# Document excerpt:
------

In [1]:
from sklearn.model_selection import train_test_split
from transformers import AutoTokenizer, AutoModelForSequenceClassification
from datasets.dataset_dict import DatasetDict

import utils.dataset_processors as dataset_processors
import numpy as np

from datasets import Dataset

In [2]:
# Load the dataset
datafile = "data/essays/essays.csv"
dataset = dataset_processors.load_essays_df(datafile)

# Split the dataset (6:2:2)
train_data, temp_data = train_test_split(dataset, train_size=0.6, random_state=42)
validation_data, test_data = train_test_split(temp_data, train_size=0.2, random_state=42)

# Convert to DatasetDict
train_dataset = Dataset.from_dict(train_data)
test_dataset = Dataset.from_dict(test_data)
valid_dataset = Dataset.from_dict(validation_data)

full_dataset_dict = DatasetDict({
    "train": train_dataset,
    "test": test_dataset,
    "valid": valid_dataset
})

print(full_dataset_dict)

EXT :  EXT
1    1275
0    1192
Name: count, dtype: int64
NEU :  NEU
1    1234
0    1233
Name: count, dtype: int64
AGR :  AGR
1    1309
0    1158
Name: count, dtype: int64
CON :  CON
1    1254
0    1213
Name: count, dtype: int64
OPN :  OPN
1    1271
0    1196
Name: count, dtype: int64



DatasetDict({
    train: Dataset({
        features: ['user', 'text', 'token_len', 'EXT', 'NEU', 'AGR', 'CON', 'OPN'],
        num_rows: 1480
    })
    test: Dataset({
        features: ['user', 'text', 'token_len', 'EXT', 'NEU', 'AGR', 'CON', 'OPN'],
        num_rows: 790
    })
    valid: Dataset({
        features: ['user', 'text', 'token_len', 'EXT', 'NEU', 'AGR', 'CON', 'OPN'],
        num_rows: 197
    })
})


In [3]:
# Get the Big 5 labels
column_names = list(train_data.columns)
labels = [label for label in column_names if label not in ['user','text','token_len']]

# Forward and backward mapping
id2label = {idx:label for idx,label in enumerate(labels)}
label2id = {label:idx for idx,label in enumerate(labels)}

In [4]:
tokenizer = AutoTokenizer.from_pretrained('bert-base-uncased')

------

# Given instruction A:
Can you reproduce, word for word, the part of the notebook excerpt that opens with the words containing "dataset = dataset_processors.load_essays_df(datafile)" and closes with "train_dataset = Dataset.from_dict(train_data)"?

# Data to use:

------

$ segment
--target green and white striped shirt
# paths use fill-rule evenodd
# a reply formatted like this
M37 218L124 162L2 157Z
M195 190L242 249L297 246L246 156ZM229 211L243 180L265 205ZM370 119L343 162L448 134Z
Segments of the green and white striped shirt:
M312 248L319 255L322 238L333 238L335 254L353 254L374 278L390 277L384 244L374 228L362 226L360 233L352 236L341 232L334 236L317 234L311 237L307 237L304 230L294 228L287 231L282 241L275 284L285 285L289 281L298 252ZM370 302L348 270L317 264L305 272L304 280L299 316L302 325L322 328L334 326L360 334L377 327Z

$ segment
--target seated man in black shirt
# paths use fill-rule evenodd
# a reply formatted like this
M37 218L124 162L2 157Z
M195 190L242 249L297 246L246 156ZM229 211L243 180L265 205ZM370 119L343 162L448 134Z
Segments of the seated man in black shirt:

------

# Given instruction B:
Can you output every line of the entries that follow the notebook excerpt as a Markdown table with the columns Row and Line, numbering each row and leaving out blank lines?

# Task response A:
dataset = dataset_processors.load_essays_df(datafile)

# Split the dataset (6:2:2)
train_data, temp_data = train_test_split(dataset, train_size=0.6, random_state=42)
validation_data, test_data = train_test_split(temp_data, train_size=0.2, random_state=42)

# Convert to DatasetDict
train_dataset = Dataset.from_dict(train_data)

# Task response B:
| Row | Line |
|---|---|
| 1 | $ segment |
| 2 | --target green and white striped shirt |
| 3 | # paths use fill-rule evenodd |
| 4 | # a reply formatted like this |
| 5 | M37 218L124 162L2 157Z |
| 6 | M195 190L242 249L297 246L246 156ZM229 211L243 180L265 205ZM370 119L343 162L448 134Z |
| 7 | Segments of the green and white striped shirt: |
| 8 | M312 248L319 255L322 238L333 238L335 254L353 254L374 278L390 277L384 244L374 228L362 226L360 233L352 236L341 232L334 236L317 234L311 237L307 237L304 230L294 228L287 231L282 241L275 284L285 285L289 281L298 252ZM370 302L348 270L317 264L305 272L304 280L299 316L302 325L322 328L334 326L360 334L377 327Z |
| 9 | $ segment |
| 10 | --target seated man in black shirt |
| 11 | # paths use fill-rule evenodd |
| 12 | # a reply formatted like this |
| 13 | M37 218L124 162L2 157Z |
| 14 | M195 190L242 249L297 246L246 156ZM229 211L243 180L265 205ZM370 119L343 162L448 134Z |
| 15 | Segments of the seated man in black shirt: |